## [Dataset excerpt]
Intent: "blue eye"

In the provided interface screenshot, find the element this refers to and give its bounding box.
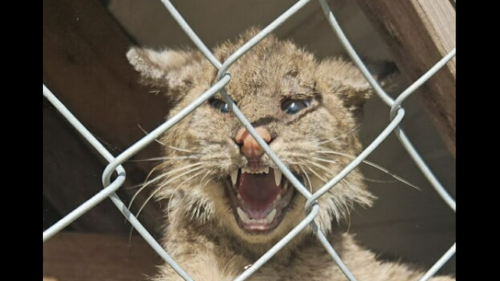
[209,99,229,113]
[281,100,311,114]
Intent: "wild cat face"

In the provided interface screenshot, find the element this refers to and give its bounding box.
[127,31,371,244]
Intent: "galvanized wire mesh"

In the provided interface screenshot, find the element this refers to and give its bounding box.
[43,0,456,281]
==
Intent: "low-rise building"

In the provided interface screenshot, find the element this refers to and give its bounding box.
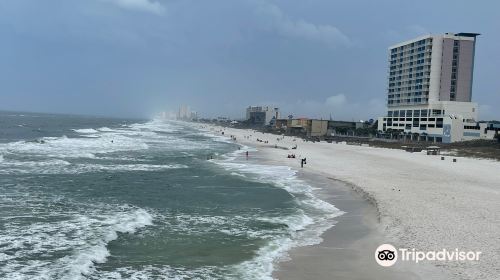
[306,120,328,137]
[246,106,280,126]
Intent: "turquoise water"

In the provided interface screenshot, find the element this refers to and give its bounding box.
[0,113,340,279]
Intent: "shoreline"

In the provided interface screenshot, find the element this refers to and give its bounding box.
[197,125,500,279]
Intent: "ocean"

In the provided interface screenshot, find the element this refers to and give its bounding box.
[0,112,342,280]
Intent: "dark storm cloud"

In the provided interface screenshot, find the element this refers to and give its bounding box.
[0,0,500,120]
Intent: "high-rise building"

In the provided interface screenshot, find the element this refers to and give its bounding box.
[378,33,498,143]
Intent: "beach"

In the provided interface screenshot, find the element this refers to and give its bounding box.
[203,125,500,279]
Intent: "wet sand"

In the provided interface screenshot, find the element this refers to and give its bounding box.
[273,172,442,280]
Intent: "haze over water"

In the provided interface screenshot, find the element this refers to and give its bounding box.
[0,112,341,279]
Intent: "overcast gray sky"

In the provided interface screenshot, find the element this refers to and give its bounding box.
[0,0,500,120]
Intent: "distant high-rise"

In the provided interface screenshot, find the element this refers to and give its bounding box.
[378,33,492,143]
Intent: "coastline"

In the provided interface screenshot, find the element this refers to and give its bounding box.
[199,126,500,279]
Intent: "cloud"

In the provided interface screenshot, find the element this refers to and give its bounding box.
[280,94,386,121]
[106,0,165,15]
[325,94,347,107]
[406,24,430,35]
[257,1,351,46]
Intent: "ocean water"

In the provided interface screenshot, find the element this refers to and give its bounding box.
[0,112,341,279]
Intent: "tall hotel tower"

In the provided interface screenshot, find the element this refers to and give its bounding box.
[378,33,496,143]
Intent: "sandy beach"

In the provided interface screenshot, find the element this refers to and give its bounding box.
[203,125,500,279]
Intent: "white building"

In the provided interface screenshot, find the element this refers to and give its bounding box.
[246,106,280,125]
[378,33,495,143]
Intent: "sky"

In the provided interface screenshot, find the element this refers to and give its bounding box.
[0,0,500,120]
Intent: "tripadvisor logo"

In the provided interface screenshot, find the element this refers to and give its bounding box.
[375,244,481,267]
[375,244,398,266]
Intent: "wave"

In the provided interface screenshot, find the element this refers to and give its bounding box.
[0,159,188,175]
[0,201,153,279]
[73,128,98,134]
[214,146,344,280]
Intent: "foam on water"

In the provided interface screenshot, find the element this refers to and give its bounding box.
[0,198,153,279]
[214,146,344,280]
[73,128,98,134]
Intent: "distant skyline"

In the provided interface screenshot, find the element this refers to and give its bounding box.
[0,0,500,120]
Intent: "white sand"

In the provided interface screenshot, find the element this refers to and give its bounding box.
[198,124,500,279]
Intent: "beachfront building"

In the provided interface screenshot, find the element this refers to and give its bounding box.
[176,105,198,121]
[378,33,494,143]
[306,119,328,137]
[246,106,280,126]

## [WHAT TO WORK ON]
Please collect every line in the rows above that contains the string "building". Matching is case-sensitive.

## [SOLVED EXERCISE]
Intent: "low-rise building"
Intent: "high-rise building"
Intent: "white building"
Intent: "beachfront building"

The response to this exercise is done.